### Exercise prompt:
Records appear below. Give all of them again, exactly.

Collected data entries

- - - - - - -

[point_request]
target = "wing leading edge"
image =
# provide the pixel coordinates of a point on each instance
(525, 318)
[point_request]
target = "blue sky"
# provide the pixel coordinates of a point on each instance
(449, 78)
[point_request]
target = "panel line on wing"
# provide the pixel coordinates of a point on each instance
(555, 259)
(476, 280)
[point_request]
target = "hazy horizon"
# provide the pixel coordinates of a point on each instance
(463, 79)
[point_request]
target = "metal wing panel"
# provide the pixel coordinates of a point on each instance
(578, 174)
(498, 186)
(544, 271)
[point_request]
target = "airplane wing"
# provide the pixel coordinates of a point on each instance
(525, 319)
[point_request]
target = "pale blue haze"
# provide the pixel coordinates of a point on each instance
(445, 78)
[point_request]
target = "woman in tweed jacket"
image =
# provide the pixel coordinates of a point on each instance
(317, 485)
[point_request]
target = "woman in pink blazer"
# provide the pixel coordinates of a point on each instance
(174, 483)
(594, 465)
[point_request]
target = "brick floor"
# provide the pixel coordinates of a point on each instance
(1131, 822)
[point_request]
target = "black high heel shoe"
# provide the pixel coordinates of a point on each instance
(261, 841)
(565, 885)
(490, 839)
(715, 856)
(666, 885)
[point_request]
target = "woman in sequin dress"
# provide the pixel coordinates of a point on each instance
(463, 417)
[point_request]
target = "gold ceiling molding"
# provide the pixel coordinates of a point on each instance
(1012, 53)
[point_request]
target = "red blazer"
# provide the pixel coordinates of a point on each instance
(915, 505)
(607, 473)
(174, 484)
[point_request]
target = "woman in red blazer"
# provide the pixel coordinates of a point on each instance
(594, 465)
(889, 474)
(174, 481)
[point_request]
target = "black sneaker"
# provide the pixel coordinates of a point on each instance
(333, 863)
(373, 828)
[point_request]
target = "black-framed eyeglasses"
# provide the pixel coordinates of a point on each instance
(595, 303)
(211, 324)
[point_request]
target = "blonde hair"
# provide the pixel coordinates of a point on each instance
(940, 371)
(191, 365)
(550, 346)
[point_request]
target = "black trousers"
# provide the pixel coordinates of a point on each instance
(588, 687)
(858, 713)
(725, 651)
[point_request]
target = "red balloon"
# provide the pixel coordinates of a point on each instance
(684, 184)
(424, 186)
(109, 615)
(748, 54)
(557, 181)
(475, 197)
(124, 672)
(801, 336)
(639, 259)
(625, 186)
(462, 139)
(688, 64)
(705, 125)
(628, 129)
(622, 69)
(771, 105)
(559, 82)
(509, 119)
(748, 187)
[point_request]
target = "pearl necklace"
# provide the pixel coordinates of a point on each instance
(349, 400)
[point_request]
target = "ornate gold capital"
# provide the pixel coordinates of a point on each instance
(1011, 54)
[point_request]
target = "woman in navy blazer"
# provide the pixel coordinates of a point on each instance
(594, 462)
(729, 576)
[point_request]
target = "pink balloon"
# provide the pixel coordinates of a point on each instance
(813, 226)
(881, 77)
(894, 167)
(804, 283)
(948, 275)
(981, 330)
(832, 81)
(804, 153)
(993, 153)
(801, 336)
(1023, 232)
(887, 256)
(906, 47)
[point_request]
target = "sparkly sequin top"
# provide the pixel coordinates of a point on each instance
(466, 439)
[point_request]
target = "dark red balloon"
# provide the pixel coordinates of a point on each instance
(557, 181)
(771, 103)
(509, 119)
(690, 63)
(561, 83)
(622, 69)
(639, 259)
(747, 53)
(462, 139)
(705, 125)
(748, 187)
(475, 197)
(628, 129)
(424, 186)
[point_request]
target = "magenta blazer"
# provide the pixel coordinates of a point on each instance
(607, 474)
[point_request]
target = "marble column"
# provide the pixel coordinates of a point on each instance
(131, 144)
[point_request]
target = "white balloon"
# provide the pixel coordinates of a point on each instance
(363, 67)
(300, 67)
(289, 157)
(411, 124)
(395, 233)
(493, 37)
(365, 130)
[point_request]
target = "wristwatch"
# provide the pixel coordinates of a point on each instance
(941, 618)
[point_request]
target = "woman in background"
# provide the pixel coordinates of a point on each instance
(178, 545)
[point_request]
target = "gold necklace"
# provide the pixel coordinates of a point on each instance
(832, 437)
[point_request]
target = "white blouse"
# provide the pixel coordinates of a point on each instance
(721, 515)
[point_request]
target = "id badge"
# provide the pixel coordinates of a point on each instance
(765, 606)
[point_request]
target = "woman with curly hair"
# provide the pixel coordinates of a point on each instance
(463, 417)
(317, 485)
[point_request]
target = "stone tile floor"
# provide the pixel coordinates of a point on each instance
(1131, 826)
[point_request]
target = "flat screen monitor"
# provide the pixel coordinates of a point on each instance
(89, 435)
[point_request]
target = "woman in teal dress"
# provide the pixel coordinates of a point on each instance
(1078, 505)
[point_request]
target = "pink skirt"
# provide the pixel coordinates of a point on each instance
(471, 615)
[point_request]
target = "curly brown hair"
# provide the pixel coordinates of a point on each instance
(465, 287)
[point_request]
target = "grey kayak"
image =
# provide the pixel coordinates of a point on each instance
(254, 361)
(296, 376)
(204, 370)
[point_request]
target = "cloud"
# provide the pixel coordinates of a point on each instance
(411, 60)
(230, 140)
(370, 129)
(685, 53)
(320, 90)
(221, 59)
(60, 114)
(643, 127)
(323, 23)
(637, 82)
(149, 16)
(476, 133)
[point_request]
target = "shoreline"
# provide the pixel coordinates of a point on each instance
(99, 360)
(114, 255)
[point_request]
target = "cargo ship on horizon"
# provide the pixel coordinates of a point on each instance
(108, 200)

- - - - - - -

### Reply:
[point_request]
target = "wing leading edge"
image =
# provide the pixel coordinates of a point on each instance
(525, 318)
[point_request]
target = "blue sky"
# provide the pixel coordinates of a point on each instance
(449, 78)
[point_request]
target = "panel line on wing"
# provide the pixel coordinates of a point on each instance
(555, 259)
(476, 280)
[point_request]
target = "hazy horizon"
# provide the pixel coordinates of a point on each instance
(463, 79)
[point_request]
target = "metal wing panel"
# provide the pixel coordinates of a point on each instance
(578, 174)
(498, 186)
(544, 271)
[point_request]
target = "airplane wing"
# provide the pixel coordinates of a point on each instance
(525, 319)
[point_request]
target = "pale blue haze"
# provide the pixel coordinates of a point on each instance
(445, 78)
[point_request]
target = "woman in tweed jacket"
image =
# provide the pixel coordinates of a point on each instance
(317, 485)
[point_request]
target = "woman in pink blazer"
# provide the pixel coordinates of a point on each instance
(174, 483)
(594, 465)
[point_request]
target = "brick floor"
# provide the pixel coordinates of a point on each instance
(1131, 822)
[point_request]
target = "black high heel shoe"
# provide the pixel coordinates of a point on each instance
(261, 841)
(565, 885)
(490, 839)
(715, 856)
(666, 885)
[point_request]
target = "woman in sequin dress"
# provide the pixel coordinates of a point on each instance
(463, 417)
[point_request]
target = "gold ceiling molding"
# provide the pixel coordinates of a point on each instance
(1012, 53)
[point_request]
target = "red blazer"
# provide the pixel coordinates of a point on each instance
(915, 505)
(607, 473)
(174, 484)
[point_request]
target = "woman in red blazer"
# provide the pixel coordinates of a point on each instance
(594, 465)
(889, 474)
(174, 481)
[point_request]
target = "black sneaker"
# provide the pixel coordinates of a point on each instance
(333, 863)
(373, 828)
[point_request]
target = "black-framed eyeglasses"
# provide the pixel coordinates of a point on each instance
(595, 303)
(211, 324)
[point_request]
target = "blonde hair"
# provide the pixel coordinates of a point on each instance
(940, 371)
(191, 365)
(550, 346)
[point_request]
target = "black trousers"
# provide the pixel coordinates of a point on each instance
(588, 687)
(858, 713)
(725, 651)
[point_request]
target = "red balloon"
# provide the pixel coordinates of a point on each instance
(684, 184)
(424, 186)
(109, 615)
(748, 54)
(557, 181)
(475, 197)
(124, 672)
(801, 336)
(639, 259)
(625, 186)
(462, 139)
(688, 64)
(705, 125)
(628, 129)
(622, 69)
(771, 105)
(559, 82)
(509, 119)
(748, 187)
[point_request]
target = "pearl necklace"
# provide the pixel coordinates of a point on each instance
(349, 400)
[point_request]
target = "ornate gold capital"
# provide the pixel coordinates of a point on each instance
(1011, 54)
[point_request]
target = "woman in navy blazer"
# provide the pixel coordinates of a point on each instance
(594, 462)
(729, 576)
[point_request]
target = "pink balloon"
# provide the pixel coordinates of a point on each instance
(813, 226)
(881, 77)
(894, 167)
(804, 283)
(948, 275)
(981, 330)
(832, 81)
(804, 153)
(993, 153)
(801, 336)
(1023, 232)
(887, 256)
(906, 47)
[point_request]
target = "sparkly sequin top"
# provide the pixel coordinates of a point on each instance
(466, 439)
[point_request]
target = "dark red balloon"
# provide the pixel coordinates of a point on each instance
(557, 181)
(771, 103)
(509, 119)
(690, 63)
(561, 83)
(622, 69)
(639, 259)
(747, 53)
(462, 139)
(705, 125)
(748, 187)
(475, 197)
(628, 129)
(424, 186)
[point_request]
target = "magenta blazer"
# provide the pixel coordinates of a point on each instance
(607, 474)
[point_request]
target = "marble column"
# provide the pixel coordinates of a point on each instance
(131, 144)
[point_request]
target = "white balloon"
# provide the pixel coordinates of a point on each instance
(363, 67)
(300, 67)
(289, 157)
(411, 124)
(395, 233)
(493, 37)
(365, 130)
[point_request]
target = "wristwatch"
# provide the pixel coordinates of a point on each instance
(941, 618)
[point_request]
target = "woman in background"
# provide the pixel coordinates of a point on each instance
(178, 545)
[point_request]
target = "gold necklace"
# provide the pixel coordinates of a point on each instance
(832, 437)
[point_request]
target = "white blouse"
# provide the pixel coordinates of a point on each instance
(721, 515)
[point_request]
target = "id badge"
# provide the pixel coordinates of a point on each instance
(765, 606)
[point_request]
target = "woman with curly hair"
# provide the pixel coordinates of a point on each instance
(463, 417)
(317, 485)
[point_request]
target = "stone tile floor"
# provide the pixel coordinates of a point on each instance
(1131, 826)
[point_request]
target = "flat screen monitor"
# provide the pixel coordinates of a point on each instance
(89, 435)
[point_request]
target = "woman in teal dress"
# provide the pixel coordinates of a point on each instance
(1078, 505)
[point_request]
target = "pink skirt"
# provide the pixel coordinates of a point on each instance
(471, 615)
[point_request]
target = "curly brown hair"
# provide the pixel coordinates of a point on each instance
(465, 287)
[point_request]
target = "grey kayak"
image =
# provide the pixel coordinates of a point on each instance
(254, 361)
(296, 376)
(204, 370)
[point_request]
target = "cloud"
# provide the pixel coordinates of a point on each instance
(411, 60)
(230, 140)
(370, 129)
(685, 53)
(320, 90)
(221, 59)
(60, 114)
(643, 127)
(323, 23)
(637, 82)
(149, 16)
(476, 133)
[point_request]
target = "shoreline"
# provide the pixel coordinates of a point on each instance
(99, 360)
(114, 255)
[point_request]
target = "cargo ship on horizon"
# provide the pixel coordinates of a point on each instance
(108, 200)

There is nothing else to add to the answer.